> _Problems to work on_:
1) In the leadership passage, why are organizations today in trouble? Answer in one to three sentences.
2) Arrange the part of the entries that opens with the line containing "Target: wooden finial on dresser" and runs through the last line of the entries as a Markdown table with the columns "No." and "Entry line", leaving out blank lines.

> _Document passage_:
Grand leaders are preoccupied with who they leave behind, not what they leave behind. They therefore nurture others, who can take over when they leave, or who can find their purpose in life. That is why leaders are concerned with the future generation. Their craft is often around empowering others, helping others and developing others. True leadership is reproductive. Bullying others is stooping low, so is competing with others. A leader does not compete with others, but with himself or herself. He is or she willing to see a better version of himself or herself than he or she was yesterday, and also doing this to others, helping them to see better versions of themselves tomorrow.
Organizations and companies are in trouble
Organisations and companies have position-holders who have come to be in those positions not by merit, but through manipulative means - nepotism, cronyism or other dubious means. When they are in those positions, they screw those under their charge and organisations go down the trail. That is the reason organisations today are in trouble. They are not growing, are liquidated and some are merged with others due to poor governance and leadership. Most companies are today going through some form of institutional review or restructuring, which are caused by things having gone wrong in the past. Companies and organisations that are properly led thrive, voluntarily reinvent themselves through branding or other ways. Those that seek external intervention either of shareholders or others who instruct that they undergo an institutional review, restructuring and merger or even incorporation are those that are have internal serious problems. They have drifted away from their intended mandate and become less productive and unprofitable. The end- result is that they fold, sell their assets and directors go different ways.

Location identification items
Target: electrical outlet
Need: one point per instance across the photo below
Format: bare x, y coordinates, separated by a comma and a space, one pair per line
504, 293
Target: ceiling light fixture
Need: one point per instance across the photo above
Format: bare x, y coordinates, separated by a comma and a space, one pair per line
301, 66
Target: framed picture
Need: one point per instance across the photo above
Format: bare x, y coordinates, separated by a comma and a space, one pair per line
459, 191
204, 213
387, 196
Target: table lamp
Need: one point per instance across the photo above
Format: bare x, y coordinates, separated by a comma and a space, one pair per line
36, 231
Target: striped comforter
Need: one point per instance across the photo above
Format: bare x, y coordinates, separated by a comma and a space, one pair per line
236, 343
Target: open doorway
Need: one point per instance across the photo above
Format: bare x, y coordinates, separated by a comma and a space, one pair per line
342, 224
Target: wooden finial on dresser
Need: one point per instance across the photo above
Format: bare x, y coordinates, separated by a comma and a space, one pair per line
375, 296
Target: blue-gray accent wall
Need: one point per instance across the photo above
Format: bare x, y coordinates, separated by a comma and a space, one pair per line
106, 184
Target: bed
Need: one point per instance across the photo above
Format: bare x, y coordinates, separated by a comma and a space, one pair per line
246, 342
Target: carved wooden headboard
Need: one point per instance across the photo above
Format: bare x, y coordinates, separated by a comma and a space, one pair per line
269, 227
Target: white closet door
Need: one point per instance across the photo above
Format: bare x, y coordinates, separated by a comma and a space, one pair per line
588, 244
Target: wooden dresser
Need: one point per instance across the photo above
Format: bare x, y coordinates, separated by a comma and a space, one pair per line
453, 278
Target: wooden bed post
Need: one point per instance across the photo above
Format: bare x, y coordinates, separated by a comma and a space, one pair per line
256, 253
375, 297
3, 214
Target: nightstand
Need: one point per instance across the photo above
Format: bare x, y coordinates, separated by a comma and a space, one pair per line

> _Task responses_:
1) Organizations are in trouble because people reached their positions through manipulative means such as nepotism or cronyism rather than merit. Once in those positions, they mistreat those under their charge, and the organizations decline.

2)
| No. | Entry line |
|---|---|
| 1 | Target: wooden finial on dresser |
| 2 | Need: one point per instance across the photo above |
| 3 | Format: bare x, y coordinates, separated by a comma and a space, one pair per line |
| 4 | 375, 296 |
| 5 | Target: blue-gray accent wall |
| 6 | Need: one point per instance across the photo above |
| 7 | Format: bare x, y coordinates, separated by a comma and a space, one pair per line |
| 8 | 106, 184 |
| 9 | Target: bed |
| 10 | Need: one point per instance across the photo above |
| 11 | Format: bare x, y coordinates, separated by a comma and a space, one pair per line |
| 12 | 246, 342 |
| 13 | Target: carved wooden headboard |
| 14 | Need: one point per instance across the photo above |
| 15 | Format: bare x, y coordinates, separated by a comma and a space, one pair per line |
| 16 | 269, 227 |
| 17 | Target: white closet door |
| 18 | Need: one point per instance across the photo above |
| 19 | Format: bare x, y coordinates, separated by a comma and a space, one pair per line |
| 20 | 588, 244 |
| 21 | Target: wooden dresser |
| 22 | Need: one point per instance across the photo above |
| 23 | Format: bare x, y coordinates, separated by a comma and a space, one pair per line |
| 24 | 453, 278 |
| 25 | Target: wooden bed post |
| 26 | Need: one point per instance across the photo above |
| 27 | Format: bare x, y coordinates, separated by a comma and a space, one pair per line |
| 28 | 256, 253 |
| 29 | 375, 297 |
| 30 | 3, 214 |
| 31 | Target: nightstand |
| 32 | Need: one point per instance across the photo above |
| 33 | Format: bare x, y coordinates, separated by a comma and a space, one pair per line |